Aim: Output every line of the listing below as a numbered list, omitting any blank lines.

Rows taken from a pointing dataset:
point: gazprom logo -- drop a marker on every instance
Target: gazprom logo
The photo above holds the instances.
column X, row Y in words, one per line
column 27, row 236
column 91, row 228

Answer in full:
1. point: gazprom logo -- drop a marker on every instance
2. Target: gazprom logo
3. The photo above holds the instances.
4. column X, row Y in words, one per line
5. column 27, row 236
6. column 91, row 228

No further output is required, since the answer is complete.